» Material for the task
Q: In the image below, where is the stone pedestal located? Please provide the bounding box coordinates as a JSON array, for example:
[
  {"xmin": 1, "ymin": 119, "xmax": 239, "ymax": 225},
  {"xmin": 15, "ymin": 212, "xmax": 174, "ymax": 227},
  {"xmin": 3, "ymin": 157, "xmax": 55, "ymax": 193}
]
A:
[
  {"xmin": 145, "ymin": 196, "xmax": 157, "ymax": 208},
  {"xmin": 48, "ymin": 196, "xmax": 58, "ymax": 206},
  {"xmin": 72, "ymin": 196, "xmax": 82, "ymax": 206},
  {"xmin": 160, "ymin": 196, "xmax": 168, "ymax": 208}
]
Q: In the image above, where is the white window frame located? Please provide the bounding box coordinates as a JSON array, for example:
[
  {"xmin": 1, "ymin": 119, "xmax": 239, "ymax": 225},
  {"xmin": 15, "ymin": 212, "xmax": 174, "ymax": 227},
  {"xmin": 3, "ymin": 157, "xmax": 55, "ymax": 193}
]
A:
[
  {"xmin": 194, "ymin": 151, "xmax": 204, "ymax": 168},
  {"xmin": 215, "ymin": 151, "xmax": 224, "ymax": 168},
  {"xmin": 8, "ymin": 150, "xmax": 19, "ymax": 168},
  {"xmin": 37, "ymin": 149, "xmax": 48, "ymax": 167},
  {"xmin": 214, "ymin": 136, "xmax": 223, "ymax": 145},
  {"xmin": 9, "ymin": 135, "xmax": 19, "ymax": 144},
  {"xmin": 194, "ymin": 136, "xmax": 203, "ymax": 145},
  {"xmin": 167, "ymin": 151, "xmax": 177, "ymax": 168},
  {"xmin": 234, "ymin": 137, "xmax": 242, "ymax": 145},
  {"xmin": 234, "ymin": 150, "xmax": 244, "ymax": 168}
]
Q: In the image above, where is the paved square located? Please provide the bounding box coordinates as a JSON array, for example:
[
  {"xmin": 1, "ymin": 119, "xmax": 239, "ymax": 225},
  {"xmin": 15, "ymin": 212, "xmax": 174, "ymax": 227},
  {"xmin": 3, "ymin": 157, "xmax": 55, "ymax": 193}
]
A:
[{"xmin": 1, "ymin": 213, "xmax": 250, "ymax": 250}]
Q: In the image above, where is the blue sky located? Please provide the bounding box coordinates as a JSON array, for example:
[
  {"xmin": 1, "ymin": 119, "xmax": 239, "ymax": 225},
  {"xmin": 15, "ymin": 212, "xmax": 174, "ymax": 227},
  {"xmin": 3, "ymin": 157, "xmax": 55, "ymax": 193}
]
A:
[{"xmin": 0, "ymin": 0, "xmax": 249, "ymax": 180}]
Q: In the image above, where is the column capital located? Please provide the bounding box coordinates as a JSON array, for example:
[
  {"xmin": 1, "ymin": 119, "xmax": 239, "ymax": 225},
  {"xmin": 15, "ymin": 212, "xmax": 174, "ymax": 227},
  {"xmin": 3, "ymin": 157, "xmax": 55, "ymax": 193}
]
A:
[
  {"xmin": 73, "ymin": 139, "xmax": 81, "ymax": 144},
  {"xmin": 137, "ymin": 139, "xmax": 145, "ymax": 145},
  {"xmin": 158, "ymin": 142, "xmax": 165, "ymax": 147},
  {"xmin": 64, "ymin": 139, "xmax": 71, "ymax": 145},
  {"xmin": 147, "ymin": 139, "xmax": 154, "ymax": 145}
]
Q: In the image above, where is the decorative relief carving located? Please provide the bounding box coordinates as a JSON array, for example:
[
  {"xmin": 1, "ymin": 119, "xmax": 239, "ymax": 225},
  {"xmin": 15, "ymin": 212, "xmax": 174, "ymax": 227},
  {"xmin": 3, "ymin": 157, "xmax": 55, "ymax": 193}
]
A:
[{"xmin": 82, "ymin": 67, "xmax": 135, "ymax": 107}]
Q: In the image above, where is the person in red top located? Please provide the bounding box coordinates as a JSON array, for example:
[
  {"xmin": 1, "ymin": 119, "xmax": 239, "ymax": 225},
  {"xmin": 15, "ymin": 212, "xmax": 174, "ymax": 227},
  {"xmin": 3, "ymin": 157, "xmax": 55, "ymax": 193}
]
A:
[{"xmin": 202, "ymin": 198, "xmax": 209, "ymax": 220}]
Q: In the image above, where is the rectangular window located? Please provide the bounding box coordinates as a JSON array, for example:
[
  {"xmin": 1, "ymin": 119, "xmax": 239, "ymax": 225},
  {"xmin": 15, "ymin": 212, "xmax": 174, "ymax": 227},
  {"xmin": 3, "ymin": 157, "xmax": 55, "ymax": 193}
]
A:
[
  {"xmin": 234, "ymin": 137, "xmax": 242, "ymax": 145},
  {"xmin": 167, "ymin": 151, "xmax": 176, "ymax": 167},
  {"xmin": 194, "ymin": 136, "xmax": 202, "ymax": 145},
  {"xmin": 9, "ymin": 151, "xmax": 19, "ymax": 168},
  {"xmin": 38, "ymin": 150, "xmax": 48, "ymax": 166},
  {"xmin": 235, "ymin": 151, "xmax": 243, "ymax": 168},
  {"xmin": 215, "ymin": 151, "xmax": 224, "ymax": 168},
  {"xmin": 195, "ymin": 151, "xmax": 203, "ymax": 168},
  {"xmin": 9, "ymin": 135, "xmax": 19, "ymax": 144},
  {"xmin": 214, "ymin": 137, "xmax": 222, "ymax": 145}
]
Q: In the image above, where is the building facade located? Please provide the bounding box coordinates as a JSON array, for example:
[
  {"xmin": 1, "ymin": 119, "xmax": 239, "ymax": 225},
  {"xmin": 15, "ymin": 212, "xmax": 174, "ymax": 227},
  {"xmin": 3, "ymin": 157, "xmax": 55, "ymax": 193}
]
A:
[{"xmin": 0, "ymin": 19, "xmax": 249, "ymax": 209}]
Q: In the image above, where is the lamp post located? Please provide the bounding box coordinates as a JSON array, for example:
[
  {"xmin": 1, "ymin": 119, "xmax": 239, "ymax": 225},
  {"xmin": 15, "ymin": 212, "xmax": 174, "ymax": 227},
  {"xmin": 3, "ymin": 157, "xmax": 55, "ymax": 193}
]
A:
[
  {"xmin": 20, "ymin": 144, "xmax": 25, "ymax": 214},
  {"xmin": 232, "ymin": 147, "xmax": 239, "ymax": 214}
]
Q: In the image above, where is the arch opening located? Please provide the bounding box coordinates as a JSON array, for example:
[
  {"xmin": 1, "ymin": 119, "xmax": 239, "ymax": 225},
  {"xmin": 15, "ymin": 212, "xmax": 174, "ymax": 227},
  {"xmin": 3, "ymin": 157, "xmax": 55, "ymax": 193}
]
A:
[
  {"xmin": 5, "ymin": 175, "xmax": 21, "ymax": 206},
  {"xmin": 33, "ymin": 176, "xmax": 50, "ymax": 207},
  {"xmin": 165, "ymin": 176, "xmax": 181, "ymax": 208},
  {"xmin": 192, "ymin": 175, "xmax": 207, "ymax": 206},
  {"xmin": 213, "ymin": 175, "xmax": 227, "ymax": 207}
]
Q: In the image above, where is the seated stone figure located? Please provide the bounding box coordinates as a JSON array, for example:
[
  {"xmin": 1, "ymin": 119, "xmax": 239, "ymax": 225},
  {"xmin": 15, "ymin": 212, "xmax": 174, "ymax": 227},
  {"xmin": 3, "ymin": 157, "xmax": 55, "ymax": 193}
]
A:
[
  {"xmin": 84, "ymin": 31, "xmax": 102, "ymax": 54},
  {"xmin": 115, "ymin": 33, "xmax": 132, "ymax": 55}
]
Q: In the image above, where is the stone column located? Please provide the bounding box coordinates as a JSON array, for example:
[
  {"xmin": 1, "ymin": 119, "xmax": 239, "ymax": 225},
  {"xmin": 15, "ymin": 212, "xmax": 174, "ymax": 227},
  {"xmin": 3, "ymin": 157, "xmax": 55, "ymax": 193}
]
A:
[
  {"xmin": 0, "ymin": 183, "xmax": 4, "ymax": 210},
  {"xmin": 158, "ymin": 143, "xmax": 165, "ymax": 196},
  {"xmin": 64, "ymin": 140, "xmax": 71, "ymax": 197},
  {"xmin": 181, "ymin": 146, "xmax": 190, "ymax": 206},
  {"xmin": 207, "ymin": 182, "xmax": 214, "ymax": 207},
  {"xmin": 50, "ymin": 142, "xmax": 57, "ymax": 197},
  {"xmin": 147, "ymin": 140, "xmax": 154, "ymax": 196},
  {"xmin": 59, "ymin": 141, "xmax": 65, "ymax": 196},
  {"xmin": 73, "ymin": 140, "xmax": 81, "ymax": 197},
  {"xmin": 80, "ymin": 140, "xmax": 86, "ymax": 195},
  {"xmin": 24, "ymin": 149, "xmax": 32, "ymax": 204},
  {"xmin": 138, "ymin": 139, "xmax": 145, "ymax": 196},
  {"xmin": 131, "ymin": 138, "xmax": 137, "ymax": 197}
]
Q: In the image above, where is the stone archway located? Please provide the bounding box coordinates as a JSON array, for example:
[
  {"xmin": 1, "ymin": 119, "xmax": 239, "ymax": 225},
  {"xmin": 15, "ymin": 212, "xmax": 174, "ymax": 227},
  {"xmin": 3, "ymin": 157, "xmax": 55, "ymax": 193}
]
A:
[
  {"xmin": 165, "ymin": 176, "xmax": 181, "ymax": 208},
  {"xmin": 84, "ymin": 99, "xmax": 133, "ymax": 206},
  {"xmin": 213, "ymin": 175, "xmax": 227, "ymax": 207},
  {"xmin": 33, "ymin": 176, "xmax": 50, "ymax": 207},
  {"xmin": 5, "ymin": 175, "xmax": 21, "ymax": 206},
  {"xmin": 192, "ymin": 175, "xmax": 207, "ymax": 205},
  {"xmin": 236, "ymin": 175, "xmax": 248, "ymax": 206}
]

» Exercise aim
Among the records, find all lines that include the string "stone" and return them.

» Reply
Q: In the image below, where is the stone pedestal located? Please provide the bounding box coordinates as a JSON array, for example:
Q: In the image above, where is the seated stone figure located? Please provide the bounding box coordinates as a JSON array, for example:
Q: In the image above, where is the stone column located? Please provide the bounding box coordinates as a JSON array, for example:
Q: In the image above, where is the stone archway located? Please provide the bounding box coordinates as a JSON array, for example:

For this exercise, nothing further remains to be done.